=== Direction A ===
According to the passage on video smoke detection, why is it hard to use current smoke detection algorithms in real-time fire monitoring video systems? Answer in one to three sentences.
=== Direction B ===
Write what comes next in the passage on wavelet-based video smoke detection, starting after its last step.

=== Article ===
* Start *

All current smoke detection algorithms need to extract and analyze a large number of characteristics of the suspected smoke area, such as color, roundness and texture [25,26]. Analysis and computation of various characteristics of the suspected smoke area are required, and the algorithms are complexed and time-consuming. Hence it is difficult to use these algorithms in real-time fire monitoring video system [27]. The algorithm proposed in this paper for detection of fire smoke in a video based on wavelet energy slope fitting does not require extraction of these characteristics (Table 1). It calculates the low-frequency wavelet energy of the suspected smoke area and gives a smoke alarm signal through fitting the low-frequency wavelet energy slope change within the given window by use of the least square method.

(1) The input color image is converted into a gray image, and the first frame of smoke-free image is chosen as the background image for updating the reference image B;

(2) The suspected moving smoke area is extracted by use of the background estimation method and the mask M is binarized;

(3) The low-frequency wavelet energy [TeX:] $$E_{b}$$ is calculated by wavelet decomposition of the result of the mask image M multipled by current frame image I;

(4) The value of 20 consecutive frames Eb is selected, and the absolute value of the changing curve slope is obtained through fitting by use of the least square method.

(5) Slope k1 and Slope k2 are obtained through fitting within the cycle of 40 consecutive frames. When the conditions of [TeX:] $$\left|k_{1}\right|>2 \times 10^{6}$$ and also [TeX:] $$\left|k_{2}\right|>2 \times 10^{6}$$ are met under the criterion for smoke judgment, a smoke alarm signal will be given.

* End *

=== Data records ===
* Start *

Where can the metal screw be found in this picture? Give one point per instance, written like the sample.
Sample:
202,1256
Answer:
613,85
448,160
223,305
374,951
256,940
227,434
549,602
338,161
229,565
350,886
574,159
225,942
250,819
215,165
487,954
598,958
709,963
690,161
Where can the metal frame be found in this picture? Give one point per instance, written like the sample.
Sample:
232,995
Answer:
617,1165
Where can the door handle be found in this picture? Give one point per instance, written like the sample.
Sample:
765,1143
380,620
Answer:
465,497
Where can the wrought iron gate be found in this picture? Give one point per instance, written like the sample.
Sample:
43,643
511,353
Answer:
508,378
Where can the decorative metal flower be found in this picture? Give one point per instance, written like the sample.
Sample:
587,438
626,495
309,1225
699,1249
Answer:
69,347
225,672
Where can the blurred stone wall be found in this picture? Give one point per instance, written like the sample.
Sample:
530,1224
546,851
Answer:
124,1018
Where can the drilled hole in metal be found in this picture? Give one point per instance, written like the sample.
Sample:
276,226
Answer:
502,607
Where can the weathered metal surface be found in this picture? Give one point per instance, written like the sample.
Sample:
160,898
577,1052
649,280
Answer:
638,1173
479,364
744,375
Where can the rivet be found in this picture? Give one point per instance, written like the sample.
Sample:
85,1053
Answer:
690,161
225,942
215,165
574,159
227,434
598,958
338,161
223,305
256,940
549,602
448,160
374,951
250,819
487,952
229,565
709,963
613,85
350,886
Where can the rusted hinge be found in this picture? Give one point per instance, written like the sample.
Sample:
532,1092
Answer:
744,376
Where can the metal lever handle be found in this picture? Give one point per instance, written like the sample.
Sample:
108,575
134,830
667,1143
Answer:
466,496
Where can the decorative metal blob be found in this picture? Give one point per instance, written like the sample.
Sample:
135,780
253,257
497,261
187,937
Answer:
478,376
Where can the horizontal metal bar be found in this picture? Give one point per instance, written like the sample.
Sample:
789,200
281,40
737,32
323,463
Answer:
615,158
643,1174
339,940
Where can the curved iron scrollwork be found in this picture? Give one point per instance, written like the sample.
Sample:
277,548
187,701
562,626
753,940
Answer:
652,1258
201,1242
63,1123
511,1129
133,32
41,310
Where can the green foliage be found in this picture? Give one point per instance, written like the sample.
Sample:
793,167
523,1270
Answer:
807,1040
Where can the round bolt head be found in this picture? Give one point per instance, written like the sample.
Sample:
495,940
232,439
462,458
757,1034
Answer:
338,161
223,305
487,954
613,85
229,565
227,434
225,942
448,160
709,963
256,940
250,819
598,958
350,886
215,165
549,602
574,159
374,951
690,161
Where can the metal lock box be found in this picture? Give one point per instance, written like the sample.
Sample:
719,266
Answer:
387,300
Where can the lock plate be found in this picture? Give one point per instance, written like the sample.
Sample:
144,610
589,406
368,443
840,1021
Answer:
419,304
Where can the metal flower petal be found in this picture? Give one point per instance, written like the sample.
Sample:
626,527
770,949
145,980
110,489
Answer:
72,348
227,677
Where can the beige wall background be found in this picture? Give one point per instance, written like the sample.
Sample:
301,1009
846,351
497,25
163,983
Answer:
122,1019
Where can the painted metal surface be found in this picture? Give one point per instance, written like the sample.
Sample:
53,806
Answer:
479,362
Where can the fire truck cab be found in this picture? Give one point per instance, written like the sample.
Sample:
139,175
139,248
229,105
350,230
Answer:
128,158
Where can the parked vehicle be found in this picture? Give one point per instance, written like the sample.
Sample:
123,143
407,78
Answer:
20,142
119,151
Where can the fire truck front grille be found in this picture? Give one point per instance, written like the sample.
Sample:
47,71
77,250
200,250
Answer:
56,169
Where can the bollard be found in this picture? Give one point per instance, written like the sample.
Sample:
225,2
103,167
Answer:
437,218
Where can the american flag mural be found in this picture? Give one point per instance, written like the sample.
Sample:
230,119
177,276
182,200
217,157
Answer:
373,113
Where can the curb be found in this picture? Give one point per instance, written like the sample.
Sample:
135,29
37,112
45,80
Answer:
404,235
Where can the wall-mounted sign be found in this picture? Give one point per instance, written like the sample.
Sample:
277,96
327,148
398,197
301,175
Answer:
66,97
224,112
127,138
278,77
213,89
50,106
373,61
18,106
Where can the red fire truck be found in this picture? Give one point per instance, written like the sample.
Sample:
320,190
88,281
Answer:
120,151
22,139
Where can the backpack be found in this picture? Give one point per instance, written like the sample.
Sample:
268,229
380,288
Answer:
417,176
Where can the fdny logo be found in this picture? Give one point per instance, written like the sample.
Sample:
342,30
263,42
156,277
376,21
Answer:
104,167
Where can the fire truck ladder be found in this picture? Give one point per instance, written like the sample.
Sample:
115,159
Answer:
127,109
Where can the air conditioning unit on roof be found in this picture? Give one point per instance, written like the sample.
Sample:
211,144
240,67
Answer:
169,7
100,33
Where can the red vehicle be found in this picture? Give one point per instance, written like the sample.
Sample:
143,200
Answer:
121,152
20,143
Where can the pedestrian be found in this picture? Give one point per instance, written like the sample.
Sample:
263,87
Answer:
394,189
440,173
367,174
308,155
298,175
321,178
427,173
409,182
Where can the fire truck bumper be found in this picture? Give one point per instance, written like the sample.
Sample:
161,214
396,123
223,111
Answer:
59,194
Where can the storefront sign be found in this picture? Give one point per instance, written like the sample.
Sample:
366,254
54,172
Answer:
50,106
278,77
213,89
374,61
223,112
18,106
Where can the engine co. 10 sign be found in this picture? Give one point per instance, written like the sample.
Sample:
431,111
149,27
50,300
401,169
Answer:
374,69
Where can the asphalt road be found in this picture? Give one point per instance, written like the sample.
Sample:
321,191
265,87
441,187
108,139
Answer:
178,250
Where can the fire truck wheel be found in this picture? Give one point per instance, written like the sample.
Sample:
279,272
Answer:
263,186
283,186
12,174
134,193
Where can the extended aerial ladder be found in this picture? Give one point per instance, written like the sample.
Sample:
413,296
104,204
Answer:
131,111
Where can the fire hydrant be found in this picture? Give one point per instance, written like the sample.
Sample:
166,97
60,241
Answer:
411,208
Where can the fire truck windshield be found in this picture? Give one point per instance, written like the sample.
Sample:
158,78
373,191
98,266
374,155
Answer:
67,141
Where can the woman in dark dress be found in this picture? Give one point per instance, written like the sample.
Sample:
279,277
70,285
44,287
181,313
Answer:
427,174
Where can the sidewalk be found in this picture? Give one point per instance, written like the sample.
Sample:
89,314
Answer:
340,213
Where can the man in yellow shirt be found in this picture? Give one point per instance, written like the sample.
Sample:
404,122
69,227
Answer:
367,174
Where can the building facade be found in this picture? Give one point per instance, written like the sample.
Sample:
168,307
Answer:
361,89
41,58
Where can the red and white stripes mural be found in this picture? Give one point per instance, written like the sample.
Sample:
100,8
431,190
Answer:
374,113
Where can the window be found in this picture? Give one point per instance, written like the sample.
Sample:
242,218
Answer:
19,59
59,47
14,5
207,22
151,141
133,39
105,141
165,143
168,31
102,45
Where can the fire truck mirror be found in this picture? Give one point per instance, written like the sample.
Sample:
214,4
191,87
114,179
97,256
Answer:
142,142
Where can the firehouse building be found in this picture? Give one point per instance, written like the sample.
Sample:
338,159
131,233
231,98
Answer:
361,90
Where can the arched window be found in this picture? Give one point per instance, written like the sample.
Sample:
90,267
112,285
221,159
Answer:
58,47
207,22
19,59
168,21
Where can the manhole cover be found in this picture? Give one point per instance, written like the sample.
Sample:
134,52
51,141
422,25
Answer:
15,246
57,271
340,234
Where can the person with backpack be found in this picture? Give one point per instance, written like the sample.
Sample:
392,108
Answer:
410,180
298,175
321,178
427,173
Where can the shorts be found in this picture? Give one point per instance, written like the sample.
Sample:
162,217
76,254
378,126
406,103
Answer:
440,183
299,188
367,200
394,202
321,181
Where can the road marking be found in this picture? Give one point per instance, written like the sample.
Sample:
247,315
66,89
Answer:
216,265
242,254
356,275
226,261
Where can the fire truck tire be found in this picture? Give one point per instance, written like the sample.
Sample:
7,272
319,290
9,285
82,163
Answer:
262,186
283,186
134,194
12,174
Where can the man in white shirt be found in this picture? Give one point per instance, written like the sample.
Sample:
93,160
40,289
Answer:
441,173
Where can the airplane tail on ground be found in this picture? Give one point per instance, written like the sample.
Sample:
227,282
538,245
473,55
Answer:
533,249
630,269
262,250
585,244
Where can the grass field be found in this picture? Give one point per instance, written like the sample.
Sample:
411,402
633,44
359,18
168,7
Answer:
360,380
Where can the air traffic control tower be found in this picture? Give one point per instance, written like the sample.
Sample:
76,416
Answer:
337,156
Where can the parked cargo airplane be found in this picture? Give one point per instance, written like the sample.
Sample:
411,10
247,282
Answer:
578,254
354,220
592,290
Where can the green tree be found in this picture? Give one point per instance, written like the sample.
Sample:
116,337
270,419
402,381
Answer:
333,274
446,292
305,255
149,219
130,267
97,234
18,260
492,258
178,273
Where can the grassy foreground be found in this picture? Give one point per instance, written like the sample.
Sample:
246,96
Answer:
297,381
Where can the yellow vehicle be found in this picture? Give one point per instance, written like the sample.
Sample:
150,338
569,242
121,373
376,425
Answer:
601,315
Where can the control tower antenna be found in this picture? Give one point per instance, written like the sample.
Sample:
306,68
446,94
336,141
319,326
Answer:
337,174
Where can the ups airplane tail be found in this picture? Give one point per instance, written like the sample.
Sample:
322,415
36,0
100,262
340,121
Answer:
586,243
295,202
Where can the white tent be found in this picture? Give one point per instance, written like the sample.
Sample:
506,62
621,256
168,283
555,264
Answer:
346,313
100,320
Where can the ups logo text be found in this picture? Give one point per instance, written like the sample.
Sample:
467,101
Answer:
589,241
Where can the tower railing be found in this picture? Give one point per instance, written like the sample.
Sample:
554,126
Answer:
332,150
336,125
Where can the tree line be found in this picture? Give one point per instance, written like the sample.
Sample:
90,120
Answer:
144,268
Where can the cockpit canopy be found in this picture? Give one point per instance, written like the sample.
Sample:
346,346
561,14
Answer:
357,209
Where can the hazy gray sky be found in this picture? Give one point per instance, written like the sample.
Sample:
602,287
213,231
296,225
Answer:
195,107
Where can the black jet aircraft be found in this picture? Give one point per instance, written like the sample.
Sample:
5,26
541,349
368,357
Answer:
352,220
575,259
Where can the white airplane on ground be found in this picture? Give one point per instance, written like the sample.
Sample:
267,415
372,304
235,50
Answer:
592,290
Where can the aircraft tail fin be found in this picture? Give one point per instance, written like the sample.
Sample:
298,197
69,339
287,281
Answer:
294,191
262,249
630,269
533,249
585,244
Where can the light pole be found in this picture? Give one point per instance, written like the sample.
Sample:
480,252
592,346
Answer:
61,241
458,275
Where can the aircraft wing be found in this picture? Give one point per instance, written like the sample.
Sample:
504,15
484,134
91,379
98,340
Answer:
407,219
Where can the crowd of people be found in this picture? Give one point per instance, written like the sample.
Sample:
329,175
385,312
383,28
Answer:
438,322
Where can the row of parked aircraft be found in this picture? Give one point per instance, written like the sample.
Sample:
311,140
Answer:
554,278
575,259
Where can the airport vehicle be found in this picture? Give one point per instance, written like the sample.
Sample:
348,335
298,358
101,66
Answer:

* End *

=== Exercise answer A ===
Current algorithms must extract and analyze many characteristics of the suspected smoke area, such as color, roundness and texture. That makes them complex and time-consuming, so they are difficult to use in a real-time fire monitoring video system.

=== Exercise answer B ===
The proposed method

## 4. Analysis of Experimental Results

The algorithm in this paper is to detect the smoke generated in the early stage of a fire accident. During this stage, the smoke volume grows from small to large. Considering the characteristics of such change, a time window of 40 consecutive frames is set, and the slopes of every 20 frames are fitted to judge the change of the two slopes in this time window in order to give a smoke alarm. When a smoke alarm is given under the algorithm proposed in this paper, it does not mean that smoke is produced in every frame within the 40-frame cycle. The algorithm is a process of holistic judgement. The main purpose of the experiment is to test the accuracy and anti-distraction ability of the algorithm. The accuracy refers to the difference between the time when the occurrence of smoke is observed by human eyes and the time when the smoke is detected by the algorithm. The anti-distraction ability means whether the algorithm gives a positive alarm when any non-smoke moving distractor exists in the video. Five videos are selected in the experiment for comparison with [13] and [14], respectively. The videos have the resolution of 640×480 and the frame rate of 25 frames per second.

The videos in the experiment are mainly sourced from three websites, including the website of Yuan Feiniu Lab in Jiangxi University of Finance and Economics (http://staff.ustc.edu.cn/~yfn/vsd.html), the website of the CVPR Lab. at Keimyung University in South Korea (http://cvpr.kmu.ac.kr/), and the website of Internet Online Resources Library (http://imagelab.ing.unimore.it/visor/). The software used in the experiment is MATLAB R2016b, and the computer is configured with CPU G860, dual core 3.0 GHz and 4 G memory.

##### 4.1 Experiment 1

Experiment 1 is to test the accuracy of the algorithm under the 100% smoke condition. Tables 2 and 3, respectively show the video description and detection data, and the rendering of detection result is as shown in Fig. 4.

Video scene description in Experiment 1

The smoke-observing frames refer to the number of frames in the video in which the occurrence of smoke is observed by human eyes. The smoke-detecting frames refer to the number of frames in the video in which smoke is detected by the algorithm. The error time is the difference between the smoke-detecting frames and the smoke-observing frames divided by the frame rate. The computation time is the time for the algorithm to complete detection through the entire video. The first image in the test results is the frame that obvious smoke frames observed by human eye in video; the remaining three images are the first smoke detection images of three algorithms in the reference documents and in this paper.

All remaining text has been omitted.